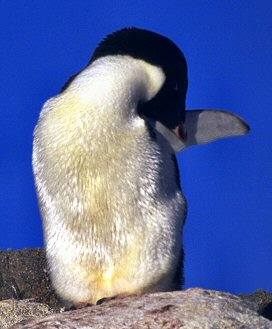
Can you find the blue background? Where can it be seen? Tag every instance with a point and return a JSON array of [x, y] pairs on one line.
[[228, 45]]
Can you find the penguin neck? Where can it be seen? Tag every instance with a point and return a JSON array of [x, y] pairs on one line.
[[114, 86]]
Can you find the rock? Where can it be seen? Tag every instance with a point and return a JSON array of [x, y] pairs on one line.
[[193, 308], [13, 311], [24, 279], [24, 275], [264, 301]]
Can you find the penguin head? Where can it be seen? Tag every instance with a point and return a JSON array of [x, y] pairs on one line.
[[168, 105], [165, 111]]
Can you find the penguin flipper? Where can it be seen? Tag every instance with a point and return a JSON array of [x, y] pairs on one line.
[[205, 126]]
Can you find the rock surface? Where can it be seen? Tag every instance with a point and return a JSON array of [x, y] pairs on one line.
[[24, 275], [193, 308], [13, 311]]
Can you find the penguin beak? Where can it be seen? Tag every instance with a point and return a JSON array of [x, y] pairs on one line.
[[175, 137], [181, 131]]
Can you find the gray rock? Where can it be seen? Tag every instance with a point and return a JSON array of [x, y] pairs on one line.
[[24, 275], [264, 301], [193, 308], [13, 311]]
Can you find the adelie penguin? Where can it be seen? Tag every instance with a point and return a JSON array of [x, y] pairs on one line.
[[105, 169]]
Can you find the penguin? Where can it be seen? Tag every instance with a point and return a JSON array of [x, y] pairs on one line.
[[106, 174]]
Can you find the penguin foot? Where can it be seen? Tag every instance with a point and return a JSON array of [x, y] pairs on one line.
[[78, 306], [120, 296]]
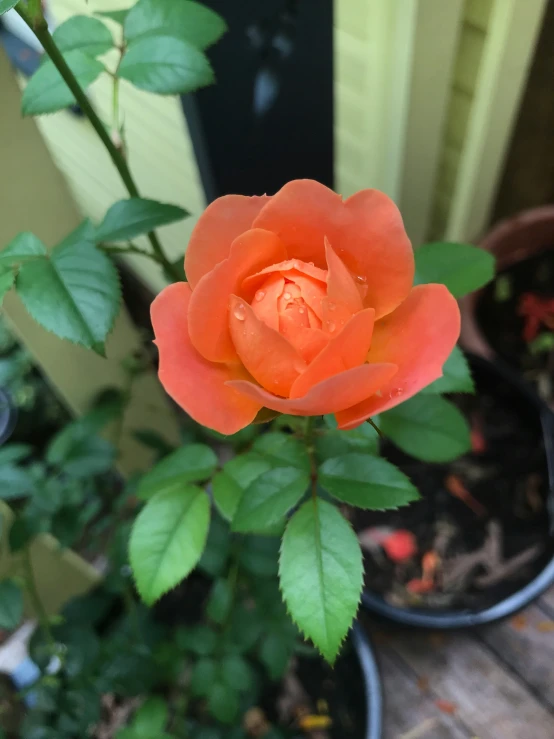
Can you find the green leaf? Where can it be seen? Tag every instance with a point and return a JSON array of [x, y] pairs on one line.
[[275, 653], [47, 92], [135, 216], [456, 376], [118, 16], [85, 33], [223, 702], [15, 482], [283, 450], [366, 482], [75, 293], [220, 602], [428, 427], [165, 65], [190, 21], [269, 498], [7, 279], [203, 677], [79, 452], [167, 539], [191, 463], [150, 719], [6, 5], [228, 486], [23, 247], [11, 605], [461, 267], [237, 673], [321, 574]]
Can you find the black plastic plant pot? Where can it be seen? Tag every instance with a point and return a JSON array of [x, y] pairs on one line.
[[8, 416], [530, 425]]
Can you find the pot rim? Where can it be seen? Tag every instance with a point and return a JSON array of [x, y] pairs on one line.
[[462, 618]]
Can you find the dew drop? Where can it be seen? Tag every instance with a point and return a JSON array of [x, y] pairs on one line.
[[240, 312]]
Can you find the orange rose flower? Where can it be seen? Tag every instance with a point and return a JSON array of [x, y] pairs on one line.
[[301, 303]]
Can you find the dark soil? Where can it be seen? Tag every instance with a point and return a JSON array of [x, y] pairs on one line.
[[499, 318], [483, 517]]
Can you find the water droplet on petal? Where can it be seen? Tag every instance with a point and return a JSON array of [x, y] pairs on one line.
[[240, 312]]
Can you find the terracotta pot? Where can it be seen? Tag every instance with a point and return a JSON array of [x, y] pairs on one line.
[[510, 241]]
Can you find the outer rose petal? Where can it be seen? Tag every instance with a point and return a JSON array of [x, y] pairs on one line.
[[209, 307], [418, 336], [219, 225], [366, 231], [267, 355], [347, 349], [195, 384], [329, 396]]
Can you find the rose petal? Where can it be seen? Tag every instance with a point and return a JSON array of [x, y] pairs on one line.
• • • • •
**Instructions to follow:**
Arrange the lines from the one containing "Can you find the penguin neck?" through the one containing "[[24, 275], [264, 301], [193, 308], [13, 311]]" as a Markdown table with the columns Row and Entry, giving each line its own numbered row and omitting any blank lines.

**The output:**
| Row | Entry |
|---|---|
| 1 | Can you find the penguin neck? Where can it be seen? Tag every instance with a point and return a JSON array of [x, y] pairs on one line. |
| 2 | [[114, 86]] |
| 3 | Can you find the rock? Where can it be seen? Tag every instance with a point and return a JSON array of [x, y] pairs on one line. |
| 4 | [[193, 308], [13, 311], [24, 279], [24, 275], [264, 301]] |
| 5 | Can you find the penguin head? Where can it be seen? Tag every instance with a point and return a JSON array of [x, y] pairs on one line. |
| 6 | [[168, 105], [165, 111]] |
| 7 | Can you find the penguin flipper? Where can it be seen? Tag every instance with a point and return a JSON array of [x, y] pairs on one line. |
| 8 | [[205, 126]] |
| 9 | Can you find the rock surface? Where can it be seen? Tag every instance with a point and return a JSON array of [x, y] pairs on one line. |
| 10 | [[24, 275], [193, 308], [13, 311]] |
| 11 | Can you find the penguin beak? Where can it be seen? Tag every instance with a point and return a JSON array of [x, y] pairs on one line. |
| 12 | [[175, 137], [181, 131]] |
| 13 | Can you find the gray rock? Where can it be seen? Tag every instance with a point and return a JSON array of [x, y] pairs on one line. |
| 14 | [[24, 275], [264, 301], [193, 308], [13, 311]] |